* Activity 1
In the genome annotation methods text, what software will determine the Gene ontology (GO) annotations of the coding genes?
* Activity 2
In the genome annotation methods text, rewrite the passage from "In biological pathways, coding" up to and including "and cellular component.", swapping "OmicsBox" for "Blast2GO".
* Activity 3
Extend the genome annotation methods text past its final sentence with the next part.

High quality reads are aligned against the reference genome with optimized parameters.
d. Gene prediction
Ab initio gene predictors are statistical models which are trained to find features of genes, such start and stop codons, CDS of the genes. The draft genome assembly will be used as input gene prediction program to predict the coding region in the given sample.
e. Annotation
The predicted coding regions will be annotated against NCBI non redundant protein database(Nr), Swissprot, Kyoto Encyclopedia of Genes and Genomes(KEGG), Cluster of Orthologous Group(COG) databases using Basic local alignment search tool (BlastX)(E-value ≤ 1e-05).
In biological pathways, coding region will mapped to reference canonical pathways in KEGG. All the coding genes classified mainly under five categories: Metabolism, Cellular processes, Genetic information processing, Environmental information processing. The output of KEGG analysis includes KEGG Orthology (KO) assignments and Corresponding Enzyme commission (EC) numbers and metabolic pathways of predicted coding genes using KEGG automated annotation server.
Gene ontology (GO) annotations of the coding genes will be determined by OmicsBox. GO terms will be assigned to coding genes for functional categorization. Genes will be categorized into categories namely biological process, molecular functions, and cellular component.

* Record extracts
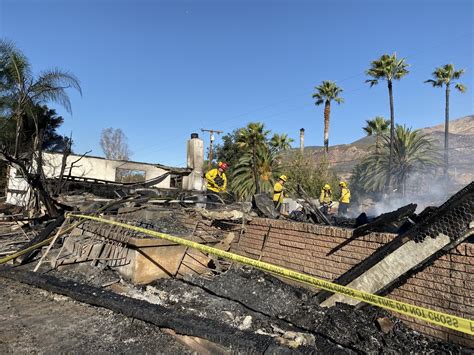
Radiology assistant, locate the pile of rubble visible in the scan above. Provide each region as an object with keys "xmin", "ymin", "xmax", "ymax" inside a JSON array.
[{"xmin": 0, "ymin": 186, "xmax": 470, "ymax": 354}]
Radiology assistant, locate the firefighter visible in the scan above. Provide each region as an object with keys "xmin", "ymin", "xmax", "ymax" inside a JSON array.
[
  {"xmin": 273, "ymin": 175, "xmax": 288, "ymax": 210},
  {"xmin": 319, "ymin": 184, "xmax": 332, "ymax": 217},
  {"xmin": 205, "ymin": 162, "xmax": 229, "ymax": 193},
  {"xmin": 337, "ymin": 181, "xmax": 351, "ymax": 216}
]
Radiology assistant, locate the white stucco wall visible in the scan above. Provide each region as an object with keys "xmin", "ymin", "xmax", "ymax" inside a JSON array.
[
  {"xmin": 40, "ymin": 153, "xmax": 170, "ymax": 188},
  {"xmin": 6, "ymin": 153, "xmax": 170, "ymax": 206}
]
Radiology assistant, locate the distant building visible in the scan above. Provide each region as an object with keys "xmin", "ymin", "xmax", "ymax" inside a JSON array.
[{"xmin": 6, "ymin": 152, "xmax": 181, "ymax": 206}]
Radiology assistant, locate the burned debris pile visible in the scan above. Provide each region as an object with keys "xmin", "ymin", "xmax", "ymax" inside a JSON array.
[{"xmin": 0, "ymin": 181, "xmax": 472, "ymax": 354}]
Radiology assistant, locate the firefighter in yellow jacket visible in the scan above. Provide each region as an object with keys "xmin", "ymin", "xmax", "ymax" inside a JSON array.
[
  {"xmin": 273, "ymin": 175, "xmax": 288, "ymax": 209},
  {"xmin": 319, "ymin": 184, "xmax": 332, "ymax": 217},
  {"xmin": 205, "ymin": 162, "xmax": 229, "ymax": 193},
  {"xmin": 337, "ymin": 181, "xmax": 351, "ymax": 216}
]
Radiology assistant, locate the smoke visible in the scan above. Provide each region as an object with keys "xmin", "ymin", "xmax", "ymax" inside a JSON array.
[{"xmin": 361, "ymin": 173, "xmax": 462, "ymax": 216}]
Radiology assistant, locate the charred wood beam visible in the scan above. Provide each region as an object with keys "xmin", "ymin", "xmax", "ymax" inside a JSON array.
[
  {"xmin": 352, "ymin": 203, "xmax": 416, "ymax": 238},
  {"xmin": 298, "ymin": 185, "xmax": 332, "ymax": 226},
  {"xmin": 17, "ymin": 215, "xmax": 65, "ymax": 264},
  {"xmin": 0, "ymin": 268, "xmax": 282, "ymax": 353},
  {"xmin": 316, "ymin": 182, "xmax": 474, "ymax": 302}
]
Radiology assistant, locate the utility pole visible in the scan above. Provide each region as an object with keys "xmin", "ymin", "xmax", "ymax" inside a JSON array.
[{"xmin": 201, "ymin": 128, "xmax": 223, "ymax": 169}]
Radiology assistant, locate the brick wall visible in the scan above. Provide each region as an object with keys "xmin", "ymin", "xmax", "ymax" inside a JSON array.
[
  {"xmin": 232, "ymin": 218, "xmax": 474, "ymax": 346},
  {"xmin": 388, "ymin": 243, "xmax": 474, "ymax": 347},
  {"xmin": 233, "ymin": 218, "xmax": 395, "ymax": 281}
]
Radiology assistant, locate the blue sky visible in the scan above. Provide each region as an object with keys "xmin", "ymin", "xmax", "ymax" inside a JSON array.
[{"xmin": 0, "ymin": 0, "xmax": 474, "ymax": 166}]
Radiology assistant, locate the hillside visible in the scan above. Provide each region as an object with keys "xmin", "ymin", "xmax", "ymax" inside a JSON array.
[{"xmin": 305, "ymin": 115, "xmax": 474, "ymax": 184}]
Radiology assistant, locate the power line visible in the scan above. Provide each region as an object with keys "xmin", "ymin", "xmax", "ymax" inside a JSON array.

* Task answer 1
OmicsBox

* Task answer 2
In biological pathways, coding region will mapped to reference canonical pathways in KEGG. All the coding genes classified mainly under five categories: Metabolism, Cellular processes, Genetic information processing, Environmental information processing. The output of KEGG analysis includes KEGG Orthology (KO) assignments and Corresponding Enzyme commission (EC) numbers and metabolic pathways of predicted coding genes using KEGG automated annotation server.
Gene ontology (GO) annotations of the coding genes will be determined by Blast2GO. GO terms will be assigned to coding genes for functional categorization. Genes will be categorized into categories namely biological process, molecular functions, and cellular component.

* Task answer 3
Deliverables:
Denovo genome assembly
- Quality filtration of reads
- Denovo assembly generating scaffolds/contigs,
- Assembly statistics
- Insilco validation of assembly using RNA-Seq data (for large complex plants)
- GC percentage
- Repeat identification
- Gene prediction
- Gene annotation
- GO analysis
- SSR discovery
- SNP/Indel discovery(if more than one sample)
- Phylogenetic analysis
- KEGG pathway analysis
- Comparative genomics with closely related genomes
- Circos plot
- COG orthologous groups analysis
- Comprehensive report with publication standard methodology, graphs and tables.
Reference guided genome analysis
- Quality filtration of reads
- Mapping of high quality reads to the reference genome
- Alignment summary (# reads mapped, # uniquely mapped reads,# reads unmapped, genome coverage)
- Consensus sequence in fasta format
- Gene prediction using gtf/gff
- SNP/Indels identification
- SNP/Indels annotation
- Core gene analysis
- Comparative genomics
- Phylogenetic analysis
- Comprehensive report with publication standard methodology, graphs and tables.